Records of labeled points

** BEGIN **

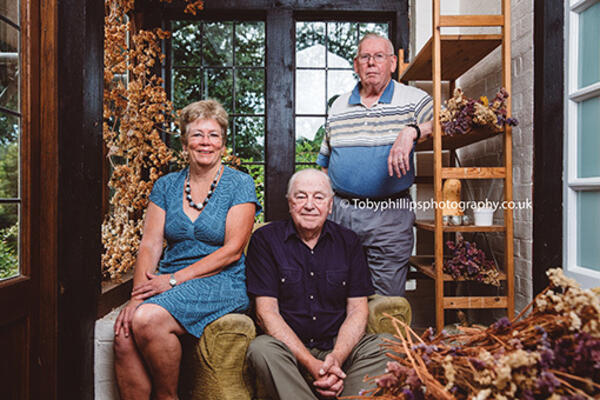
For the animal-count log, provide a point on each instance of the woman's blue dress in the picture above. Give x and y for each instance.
(198, 302)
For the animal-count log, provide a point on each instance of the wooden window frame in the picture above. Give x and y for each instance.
(573, 184)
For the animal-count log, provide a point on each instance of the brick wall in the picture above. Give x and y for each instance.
(485, 78)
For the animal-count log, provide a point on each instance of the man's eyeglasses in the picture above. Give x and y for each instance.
(378, 58)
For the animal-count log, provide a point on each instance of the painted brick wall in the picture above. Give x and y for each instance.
(485, 78)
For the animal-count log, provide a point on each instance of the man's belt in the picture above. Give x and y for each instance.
(401, 195)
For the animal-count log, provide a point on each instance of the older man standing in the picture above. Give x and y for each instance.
(310, 281)
(368, 154)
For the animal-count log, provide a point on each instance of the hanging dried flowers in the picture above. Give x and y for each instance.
(552, 353)
(136, 112)
(469, 262)
(462, 114)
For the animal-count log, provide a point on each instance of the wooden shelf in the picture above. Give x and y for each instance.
(457, 141)
(429, 225)
(459, 54)
(424, 264)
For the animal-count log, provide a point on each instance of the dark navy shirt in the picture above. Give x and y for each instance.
(311, 286)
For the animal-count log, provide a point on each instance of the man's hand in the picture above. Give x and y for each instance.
(398, 159)
(330, 378)
(155, 284)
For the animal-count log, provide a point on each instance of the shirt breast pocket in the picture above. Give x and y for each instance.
(290, 284)
(337, 287)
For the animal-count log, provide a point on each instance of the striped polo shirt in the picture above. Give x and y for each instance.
(358, 140)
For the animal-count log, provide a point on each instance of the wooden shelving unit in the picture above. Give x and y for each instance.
(447, 57)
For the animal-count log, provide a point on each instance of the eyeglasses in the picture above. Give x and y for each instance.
(302, 198)
(212, 136)
(378, 58)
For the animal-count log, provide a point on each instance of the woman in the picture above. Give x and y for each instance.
(206, 213)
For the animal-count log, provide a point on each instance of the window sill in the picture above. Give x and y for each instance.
(114, 293)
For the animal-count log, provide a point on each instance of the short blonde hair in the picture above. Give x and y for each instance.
(203, 109)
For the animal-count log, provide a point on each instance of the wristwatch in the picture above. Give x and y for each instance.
(172, 280)
(417, 129)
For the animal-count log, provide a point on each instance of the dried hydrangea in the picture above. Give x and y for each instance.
(462, 114)
(136, 112)
(468, 262)
(538, 356)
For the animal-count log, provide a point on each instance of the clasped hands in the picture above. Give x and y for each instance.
(155, 284)
(329, 377)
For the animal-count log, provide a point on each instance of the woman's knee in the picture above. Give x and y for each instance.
(147, 319)
(123, 347)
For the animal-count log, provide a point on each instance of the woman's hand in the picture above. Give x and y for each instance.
(123, 322)
(155, 284)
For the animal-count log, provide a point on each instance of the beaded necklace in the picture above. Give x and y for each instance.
(188, 191)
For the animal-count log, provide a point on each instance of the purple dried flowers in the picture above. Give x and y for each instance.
(469, 262)
(463, 114)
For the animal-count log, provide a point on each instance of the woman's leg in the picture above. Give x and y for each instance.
(132, 377)
(156, 334)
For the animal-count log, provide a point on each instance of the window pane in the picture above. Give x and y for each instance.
(9, 240)
(9, 156)
(588, 224)
(250, 44)
(379, 28)
(250, 138)
(342, 40)
(310, 92)
(218, 85)
(588, 161)
(9, 66)
(186, 43)
(10, 9)
(589, 47)
(310, 44)
(309, 134)
(339, 82)
(187, 87)
(250, 91)
(218, 43)
(257, 172)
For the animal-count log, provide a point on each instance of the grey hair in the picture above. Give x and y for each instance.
(308, 171)
(373, 35)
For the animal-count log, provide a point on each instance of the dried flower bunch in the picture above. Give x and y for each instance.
(136, 111)
(553, 353)
(469, 262)
(462, 114)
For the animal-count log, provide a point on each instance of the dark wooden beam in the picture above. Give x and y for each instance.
(548, 139)
(279, 140)
(296, 5)
(80, 85)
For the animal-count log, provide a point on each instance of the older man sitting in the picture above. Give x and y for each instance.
(310, 281)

** END **

What to produce
Give again only the lines starting at the one that contains "the dried flower" and running to the end of the data.

Written response
For the animal-count log, provide a point on each instance of the dried flower bunch in the picture above. Give x and y for each instance.
(136, 111)
(553, 353)
(469, 262)
(462, 114)
For the animal-count log, provide a point on each instance of the dark wooden beam in the picture above. Give x and y for each instance.
(548, 139)
(279, 140)
(296, 5)
(80, 85)
For the animal-count log, provide a point on each instance of the older man sitting in the picture above. Give x and y for each instance.
(310, 281)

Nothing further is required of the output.